• Set problem: Starting with the line that includes "Target | green lotus leaf", write out every remaining line of the records below exactly as it appears, leaving out any images.

• Entries provided:
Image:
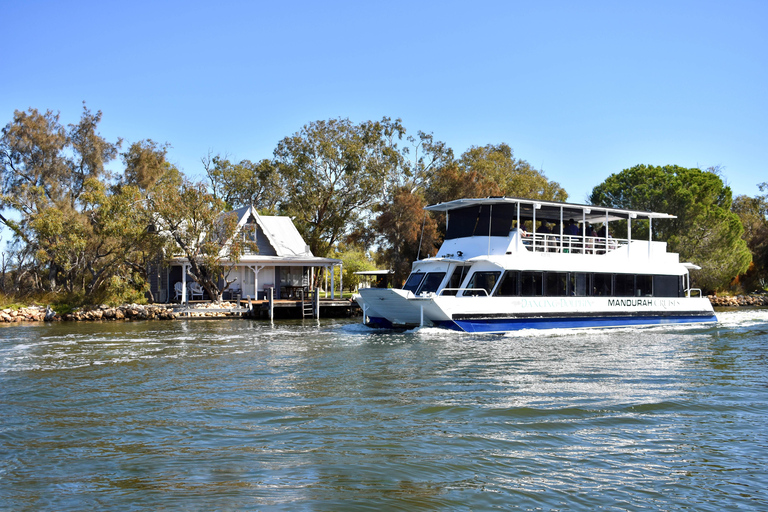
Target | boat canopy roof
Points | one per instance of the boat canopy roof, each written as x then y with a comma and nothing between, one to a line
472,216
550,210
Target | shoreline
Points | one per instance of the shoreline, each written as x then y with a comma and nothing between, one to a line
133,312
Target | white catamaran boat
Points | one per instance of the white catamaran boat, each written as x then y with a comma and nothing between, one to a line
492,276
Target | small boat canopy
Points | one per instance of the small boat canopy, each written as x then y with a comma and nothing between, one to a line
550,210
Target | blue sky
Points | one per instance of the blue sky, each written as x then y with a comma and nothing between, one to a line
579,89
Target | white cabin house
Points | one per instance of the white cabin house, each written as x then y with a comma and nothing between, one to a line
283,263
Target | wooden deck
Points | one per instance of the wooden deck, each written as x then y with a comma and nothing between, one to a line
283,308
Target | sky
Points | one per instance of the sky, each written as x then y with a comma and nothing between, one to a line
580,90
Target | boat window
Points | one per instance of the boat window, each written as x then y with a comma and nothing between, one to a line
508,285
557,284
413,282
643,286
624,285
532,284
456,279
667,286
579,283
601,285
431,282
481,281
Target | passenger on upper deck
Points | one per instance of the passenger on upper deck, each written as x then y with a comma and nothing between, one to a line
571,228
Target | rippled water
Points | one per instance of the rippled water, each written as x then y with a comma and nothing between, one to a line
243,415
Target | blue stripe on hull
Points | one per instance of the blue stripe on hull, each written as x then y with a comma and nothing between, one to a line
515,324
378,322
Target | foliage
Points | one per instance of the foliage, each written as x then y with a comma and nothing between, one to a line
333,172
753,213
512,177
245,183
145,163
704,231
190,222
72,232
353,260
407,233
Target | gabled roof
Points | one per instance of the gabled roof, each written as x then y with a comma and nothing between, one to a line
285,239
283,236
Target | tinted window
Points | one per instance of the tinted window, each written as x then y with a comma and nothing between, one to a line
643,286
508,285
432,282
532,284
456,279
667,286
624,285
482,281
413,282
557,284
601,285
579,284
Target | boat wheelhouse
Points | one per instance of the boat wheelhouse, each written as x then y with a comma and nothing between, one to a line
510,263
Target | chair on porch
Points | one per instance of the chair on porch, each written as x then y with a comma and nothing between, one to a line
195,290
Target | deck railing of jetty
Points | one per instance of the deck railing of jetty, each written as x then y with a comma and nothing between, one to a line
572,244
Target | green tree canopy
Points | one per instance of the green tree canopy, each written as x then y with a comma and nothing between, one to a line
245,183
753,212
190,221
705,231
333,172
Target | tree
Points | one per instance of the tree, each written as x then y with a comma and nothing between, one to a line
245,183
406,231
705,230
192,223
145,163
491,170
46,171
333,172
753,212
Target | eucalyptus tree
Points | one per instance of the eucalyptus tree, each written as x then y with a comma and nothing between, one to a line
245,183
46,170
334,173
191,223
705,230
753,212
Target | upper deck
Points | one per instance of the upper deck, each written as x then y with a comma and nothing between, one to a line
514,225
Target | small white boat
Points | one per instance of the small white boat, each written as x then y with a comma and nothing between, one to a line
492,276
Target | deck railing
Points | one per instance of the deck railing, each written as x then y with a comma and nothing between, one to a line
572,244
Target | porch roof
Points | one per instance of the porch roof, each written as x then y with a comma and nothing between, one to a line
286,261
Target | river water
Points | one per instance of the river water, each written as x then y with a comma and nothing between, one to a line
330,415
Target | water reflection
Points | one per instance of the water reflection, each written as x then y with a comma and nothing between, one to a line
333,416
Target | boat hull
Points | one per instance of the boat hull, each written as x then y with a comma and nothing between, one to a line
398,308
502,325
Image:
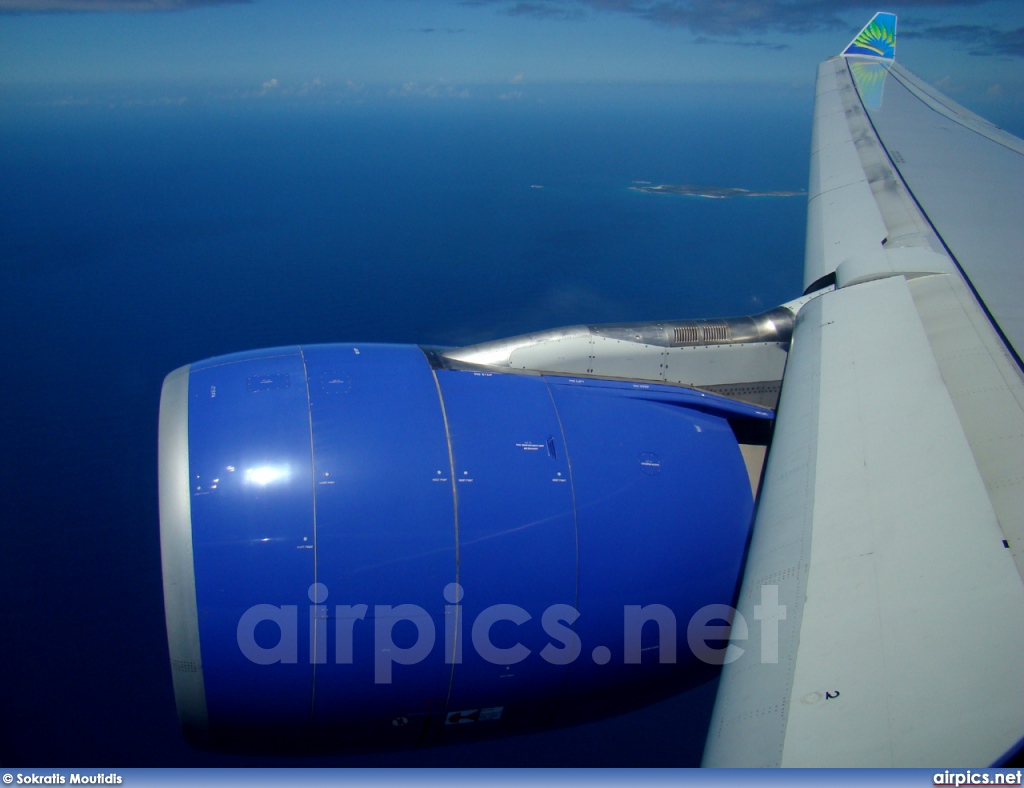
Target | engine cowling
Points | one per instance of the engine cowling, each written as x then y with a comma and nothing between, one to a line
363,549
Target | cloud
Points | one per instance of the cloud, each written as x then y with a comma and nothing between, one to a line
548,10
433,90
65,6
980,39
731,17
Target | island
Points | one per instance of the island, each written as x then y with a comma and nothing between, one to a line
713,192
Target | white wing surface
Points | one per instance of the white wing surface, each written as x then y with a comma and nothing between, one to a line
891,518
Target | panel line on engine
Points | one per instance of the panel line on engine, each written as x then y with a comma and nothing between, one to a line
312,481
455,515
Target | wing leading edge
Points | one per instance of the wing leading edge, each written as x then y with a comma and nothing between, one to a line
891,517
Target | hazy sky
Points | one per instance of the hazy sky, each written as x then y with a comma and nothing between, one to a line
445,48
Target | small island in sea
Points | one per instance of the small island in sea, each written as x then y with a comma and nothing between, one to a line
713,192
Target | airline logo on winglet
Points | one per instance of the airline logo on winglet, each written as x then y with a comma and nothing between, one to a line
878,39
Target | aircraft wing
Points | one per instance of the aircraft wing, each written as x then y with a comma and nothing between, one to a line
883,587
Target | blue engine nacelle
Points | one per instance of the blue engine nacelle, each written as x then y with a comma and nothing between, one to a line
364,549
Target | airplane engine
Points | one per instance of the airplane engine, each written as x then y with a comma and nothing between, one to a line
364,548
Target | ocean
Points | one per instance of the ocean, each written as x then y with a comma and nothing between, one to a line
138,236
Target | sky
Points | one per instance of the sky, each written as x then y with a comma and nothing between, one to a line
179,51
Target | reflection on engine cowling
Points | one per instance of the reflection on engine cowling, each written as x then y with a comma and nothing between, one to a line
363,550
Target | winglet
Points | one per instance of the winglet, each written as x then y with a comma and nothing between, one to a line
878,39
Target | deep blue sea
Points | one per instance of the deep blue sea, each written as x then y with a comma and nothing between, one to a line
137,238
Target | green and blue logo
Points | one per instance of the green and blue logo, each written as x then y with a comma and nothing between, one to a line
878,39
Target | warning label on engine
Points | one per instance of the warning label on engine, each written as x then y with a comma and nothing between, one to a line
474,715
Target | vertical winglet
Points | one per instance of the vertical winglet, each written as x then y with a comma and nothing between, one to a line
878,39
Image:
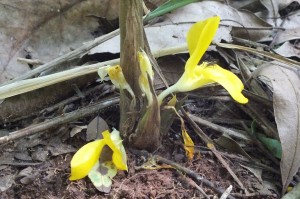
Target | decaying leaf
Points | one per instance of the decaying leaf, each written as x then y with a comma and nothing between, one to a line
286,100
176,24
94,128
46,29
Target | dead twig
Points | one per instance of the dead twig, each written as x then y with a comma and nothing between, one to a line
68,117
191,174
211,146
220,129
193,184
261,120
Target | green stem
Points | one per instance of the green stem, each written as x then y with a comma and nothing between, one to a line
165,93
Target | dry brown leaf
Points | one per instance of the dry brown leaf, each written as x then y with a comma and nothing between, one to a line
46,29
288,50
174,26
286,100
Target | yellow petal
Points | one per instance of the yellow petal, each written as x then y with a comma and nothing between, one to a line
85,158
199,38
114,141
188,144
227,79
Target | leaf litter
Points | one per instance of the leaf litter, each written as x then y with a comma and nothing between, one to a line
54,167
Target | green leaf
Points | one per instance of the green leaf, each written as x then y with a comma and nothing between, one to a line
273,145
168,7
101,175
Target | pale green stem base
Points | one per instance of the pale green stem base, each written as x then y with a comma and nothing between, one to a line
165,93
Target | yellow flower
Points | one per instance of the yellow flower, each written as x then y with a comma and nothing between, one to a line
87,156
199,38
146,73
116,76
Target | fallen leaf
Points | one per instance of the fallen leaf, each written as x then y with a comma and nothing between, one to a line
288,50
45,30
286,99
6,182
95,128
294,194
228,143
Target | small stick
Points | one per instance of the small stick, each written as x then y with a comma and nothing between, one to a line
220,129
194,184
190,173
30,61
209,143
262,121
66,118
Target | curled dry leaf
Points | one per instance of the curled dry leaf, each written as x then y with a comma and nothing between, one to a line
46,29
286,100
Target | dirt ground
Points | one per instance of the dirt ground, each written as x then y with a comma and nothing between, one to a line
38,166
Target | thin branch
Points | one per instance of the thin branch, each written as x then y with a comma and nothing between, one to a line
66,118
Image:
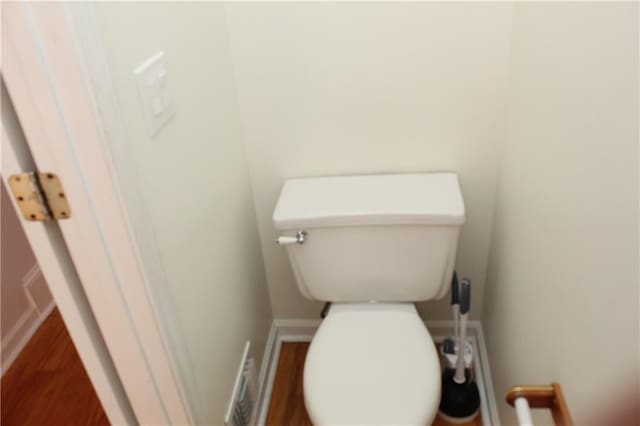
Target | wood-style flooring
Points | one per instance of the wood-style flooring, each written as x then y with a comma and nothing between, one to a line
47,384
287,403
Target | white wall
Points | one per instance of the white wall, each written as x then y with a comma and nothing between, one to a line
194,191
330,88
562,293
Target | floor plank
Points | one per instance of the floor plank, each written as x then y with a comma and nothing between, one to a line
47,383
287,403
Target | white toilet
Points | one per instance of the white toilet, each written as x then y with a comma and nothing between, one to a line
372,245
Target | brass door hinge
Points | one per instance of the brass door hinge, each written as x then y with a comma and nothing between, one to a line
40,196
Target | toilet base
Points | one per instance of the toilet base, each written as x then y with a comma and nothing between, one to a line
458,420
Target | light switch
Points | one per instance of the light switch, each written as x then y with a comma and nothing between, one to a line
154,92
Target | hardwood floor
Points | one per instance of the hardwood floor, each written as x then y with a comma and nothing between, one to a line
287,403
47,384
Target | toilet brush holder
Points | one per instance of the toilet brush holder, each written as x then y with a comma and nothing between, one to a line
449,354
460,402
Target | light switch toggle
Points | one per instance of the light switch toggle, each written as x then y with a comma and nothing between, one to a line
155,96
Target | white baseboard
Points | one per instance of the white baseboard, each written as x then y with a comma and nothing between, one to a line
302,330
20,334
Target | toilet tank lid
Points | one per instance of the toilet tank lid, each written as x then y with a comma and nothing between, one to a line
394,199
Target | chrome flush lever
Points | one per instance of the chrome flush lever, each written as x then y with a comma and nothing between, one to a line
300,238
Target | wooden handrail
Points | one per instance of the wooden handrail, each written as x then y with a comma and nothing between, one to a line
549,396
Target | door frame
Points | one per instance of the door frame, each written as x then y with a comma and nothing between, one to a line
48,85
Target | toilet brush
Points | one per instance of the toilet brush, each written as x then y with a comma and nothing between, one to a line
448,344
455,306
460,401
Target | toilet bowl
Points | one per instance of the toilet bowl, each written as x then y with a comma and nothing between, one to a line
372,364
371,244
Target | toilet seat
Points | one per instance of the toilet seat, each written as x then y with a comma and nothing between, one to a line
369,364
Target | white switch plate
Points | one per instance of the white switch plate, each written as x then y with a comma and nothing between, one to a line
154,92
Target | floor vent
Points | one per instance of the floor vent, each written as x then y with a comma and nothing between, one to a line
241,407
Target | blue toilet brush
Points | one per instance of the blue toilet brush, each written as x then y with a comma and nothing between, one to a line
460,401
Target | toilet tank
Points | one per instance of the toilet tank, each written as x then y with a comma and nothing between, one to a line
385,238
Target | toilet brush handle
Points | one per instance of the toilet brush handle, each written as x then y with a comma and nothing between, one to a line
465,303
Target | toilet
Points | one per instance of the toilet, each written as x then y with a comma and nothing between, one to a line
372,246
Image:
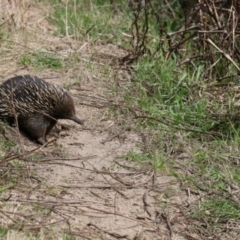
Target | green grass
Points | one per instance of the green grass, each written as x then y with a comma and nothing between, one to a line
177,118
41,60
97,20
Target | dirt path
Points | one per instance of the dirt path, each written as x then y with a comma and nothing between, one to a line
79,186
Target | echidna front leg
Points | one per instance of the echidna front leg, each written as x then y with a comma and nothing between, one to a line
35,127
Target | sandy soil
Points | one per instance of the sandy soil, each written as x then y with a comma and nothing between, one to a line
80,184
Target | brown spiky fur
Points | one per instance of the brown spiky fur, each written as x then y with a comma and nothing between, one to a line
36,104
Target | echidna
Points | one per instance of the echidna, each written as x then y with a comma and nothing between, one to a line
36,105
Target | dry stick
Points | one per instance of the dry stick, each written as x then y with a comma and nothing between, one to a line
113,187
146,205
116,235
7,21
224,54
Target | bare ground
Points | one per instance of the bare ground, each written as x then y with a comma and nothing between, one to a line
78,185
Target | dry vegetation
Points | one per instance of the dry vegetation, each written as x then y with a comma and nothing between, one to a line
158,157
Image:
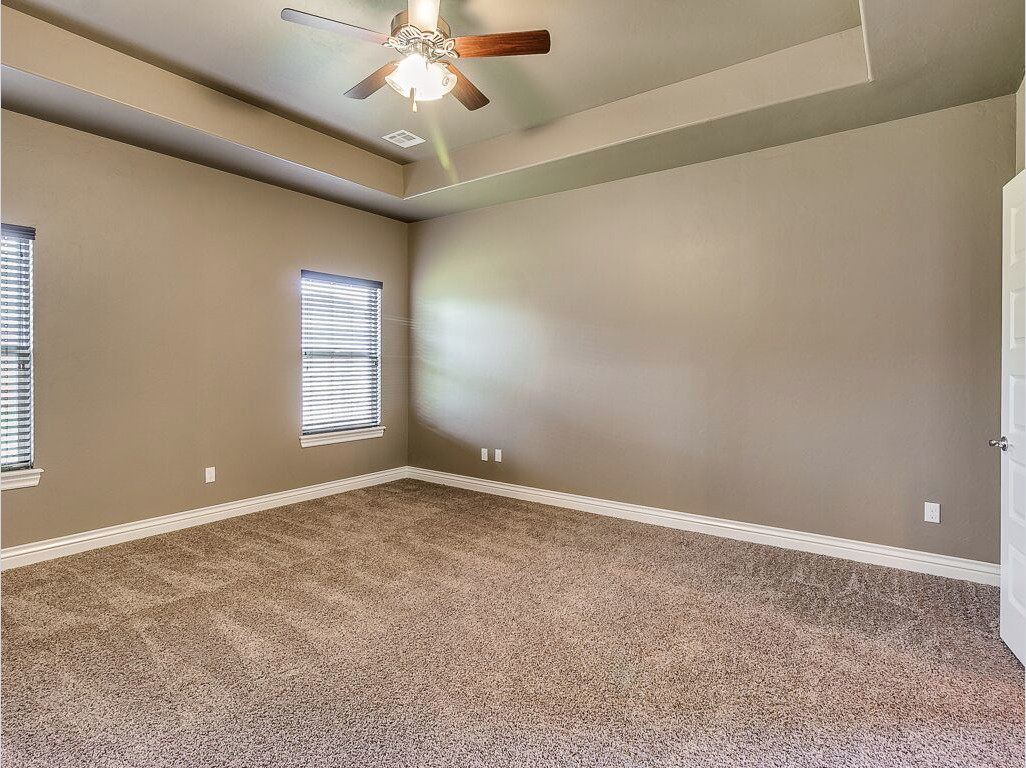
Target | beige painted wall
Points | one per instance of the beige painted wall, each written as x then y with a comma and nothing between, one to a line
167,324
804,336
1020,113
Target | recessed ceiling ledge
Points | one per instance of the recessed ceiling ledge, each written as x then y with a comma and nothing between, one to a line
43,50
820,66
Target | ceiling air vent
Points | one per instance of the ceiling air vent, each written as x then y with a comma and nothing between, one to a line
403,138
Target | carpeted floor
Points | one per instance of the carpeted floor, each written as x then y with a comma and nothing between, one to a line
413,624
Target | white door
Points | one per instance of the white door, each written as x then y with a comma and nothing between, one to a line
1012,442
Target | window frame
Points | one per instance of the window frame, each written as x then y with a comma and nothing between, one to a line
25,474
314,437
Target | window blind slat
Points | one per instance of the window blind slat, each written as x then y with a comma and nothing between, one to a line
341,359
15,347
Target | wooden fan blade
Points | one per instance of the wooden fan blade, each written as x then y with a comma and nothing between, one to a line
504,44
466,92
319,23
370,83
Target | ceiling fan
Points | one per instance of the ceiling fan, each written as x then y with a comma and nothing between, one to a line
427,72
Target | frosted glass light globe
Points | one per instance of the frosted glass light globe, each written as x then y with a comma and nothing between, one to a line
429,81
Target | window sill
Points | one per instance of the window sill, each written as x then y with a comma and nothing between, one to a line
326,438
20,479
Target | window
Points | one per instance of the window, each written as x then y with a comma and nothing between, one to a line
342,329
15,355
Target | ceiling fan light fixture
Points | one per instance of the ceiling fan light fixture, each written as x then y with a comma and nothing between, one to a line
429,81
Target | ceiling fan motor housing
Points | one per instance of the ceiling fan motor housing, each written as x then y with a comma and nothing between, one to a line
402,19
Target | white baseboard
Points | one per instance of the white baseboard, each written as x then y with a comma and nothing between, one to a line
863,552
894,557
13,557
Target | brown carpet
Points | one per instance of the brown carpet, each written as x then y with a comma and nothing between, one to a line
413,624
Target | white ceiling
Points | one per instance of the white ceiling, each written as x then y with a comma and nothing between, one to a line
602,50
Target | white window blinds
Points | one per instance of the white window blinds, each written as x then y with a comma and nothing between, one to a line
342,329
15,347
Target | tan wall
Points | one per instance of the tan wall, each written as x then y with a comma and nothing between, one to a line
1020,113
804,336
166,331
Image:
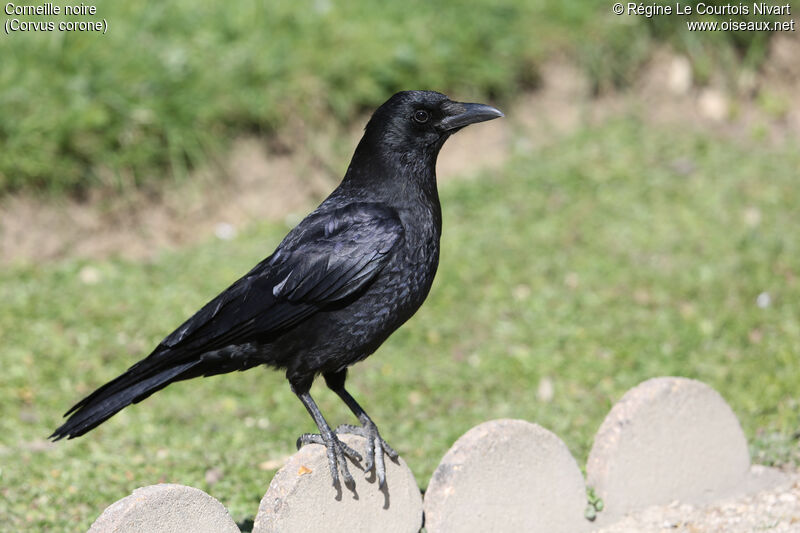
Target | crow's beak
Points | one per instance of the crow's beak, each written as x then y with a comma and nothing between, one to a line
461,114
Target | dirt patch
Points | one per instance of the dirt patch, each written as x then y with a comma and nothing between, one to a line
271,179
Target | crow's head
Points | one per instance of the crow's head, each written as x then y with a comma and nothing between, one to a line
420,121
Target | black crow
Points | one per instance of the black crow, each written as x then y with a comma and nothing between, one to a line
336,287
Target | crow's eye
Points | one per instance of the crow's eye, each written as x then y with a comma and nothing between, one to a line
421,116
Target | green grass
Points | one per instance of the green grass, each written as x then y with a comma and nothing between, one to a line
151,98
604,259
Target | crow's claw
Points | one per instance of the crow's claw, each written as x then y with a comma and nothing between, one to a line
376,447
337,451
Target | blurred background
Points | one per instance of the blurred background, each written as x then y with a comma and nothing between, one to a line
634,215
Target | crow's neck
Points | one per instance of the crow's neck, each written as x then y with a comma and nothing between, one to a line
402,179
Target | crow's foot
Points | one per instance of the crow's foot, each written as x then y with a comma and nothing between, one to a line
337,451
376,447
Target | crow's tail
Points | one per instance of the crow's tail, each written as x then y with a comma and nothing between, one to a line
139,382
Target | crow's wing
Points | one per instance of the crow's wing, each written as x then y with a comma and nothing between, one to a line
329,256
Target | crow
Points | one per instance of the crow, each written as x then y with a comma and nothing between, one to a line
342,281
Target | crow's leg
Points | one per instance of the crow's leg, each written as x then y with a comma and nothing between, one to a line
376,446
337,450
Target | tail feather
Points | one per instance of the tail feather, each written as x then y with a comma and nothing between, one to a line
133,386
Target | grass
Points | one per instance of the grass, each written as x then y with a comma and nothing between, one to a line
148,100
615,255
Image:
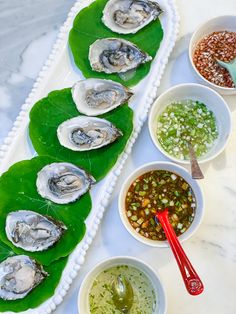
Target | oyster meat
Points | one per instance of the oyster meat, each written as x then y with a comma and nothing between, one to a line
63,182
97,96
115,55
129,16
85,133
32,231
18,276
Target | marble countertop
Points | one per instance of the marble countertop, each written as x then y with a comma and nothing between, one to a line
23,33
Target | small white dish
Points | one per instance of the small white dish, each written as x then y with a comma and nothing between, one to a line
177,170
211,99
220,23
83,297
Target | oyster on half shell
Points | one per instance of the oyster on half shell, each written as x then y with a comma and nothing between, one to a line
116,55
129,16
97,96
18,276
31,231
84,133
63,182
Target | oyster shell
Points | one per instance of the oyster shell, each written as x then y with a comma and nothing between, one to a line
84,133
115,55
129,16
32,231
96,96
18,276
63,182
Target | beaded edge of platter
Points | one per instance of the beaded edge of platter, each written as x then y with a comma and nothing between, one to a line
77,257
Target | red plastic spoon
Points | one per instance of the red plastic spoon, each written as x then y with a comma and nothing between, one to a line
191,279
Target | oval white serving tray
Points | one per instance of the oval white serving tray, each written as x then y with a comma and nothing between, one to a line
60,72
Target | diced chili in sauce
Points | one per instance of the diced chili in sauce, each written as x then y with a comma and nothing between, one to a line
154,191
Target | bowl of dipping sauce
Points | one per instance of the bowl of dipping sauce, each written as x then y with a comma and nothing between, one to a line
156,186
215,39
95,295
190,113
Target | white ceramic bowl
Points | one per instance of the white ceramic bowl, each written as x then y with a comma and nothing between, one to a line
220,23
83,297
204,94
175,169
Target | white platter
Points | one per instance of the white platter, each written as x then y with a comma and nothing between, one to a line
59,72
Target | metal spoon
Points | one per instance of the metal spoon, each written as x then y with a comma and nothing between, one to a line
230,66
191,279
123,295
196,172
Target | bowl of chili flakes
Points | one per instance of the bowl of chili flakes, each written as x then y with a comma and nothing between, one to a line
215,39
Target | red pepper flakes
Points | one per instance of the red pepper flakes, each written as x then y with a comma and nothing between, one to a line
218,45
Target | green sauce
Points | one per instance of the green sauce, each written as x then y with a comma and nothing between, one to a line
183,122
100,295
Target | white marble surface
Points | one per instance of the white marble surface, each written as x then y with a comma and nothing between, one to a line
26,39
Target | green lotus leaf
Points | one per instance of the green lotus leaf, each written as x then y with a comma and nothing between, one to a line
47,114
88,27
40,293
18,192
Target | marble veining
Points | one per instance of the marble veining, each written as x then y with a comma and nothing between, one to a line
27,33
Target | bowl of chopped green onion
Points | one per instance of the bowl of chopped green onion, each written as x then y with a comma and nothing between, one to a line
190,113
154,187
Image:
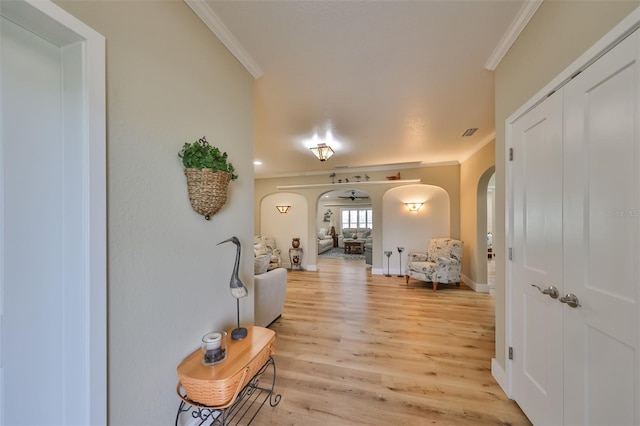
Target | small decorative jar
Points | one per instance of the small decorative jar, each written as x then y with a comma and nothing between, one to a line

• Worked solution:
Target | green lotus leaf
Points | one per instance of the green lotus leaf, each written as x then y with a comma and nothing between, one to a line
47,114
88,27
40,293
18,192
Target | marble veining
Points | one per instance of the marble veining, each written as x then y with a comma and nothing between, one to a line
27,33
Target | bowl of chopped green onion
Points | one per instance of the bowl of chopped green onion, each written as x then y with a comma and nothing between, one to a line
190,113
154,187
Image:
Target | small decorative jar
Points | one per instance of the small decorative jar, each written as x then y with a comma and nothing between, one to a line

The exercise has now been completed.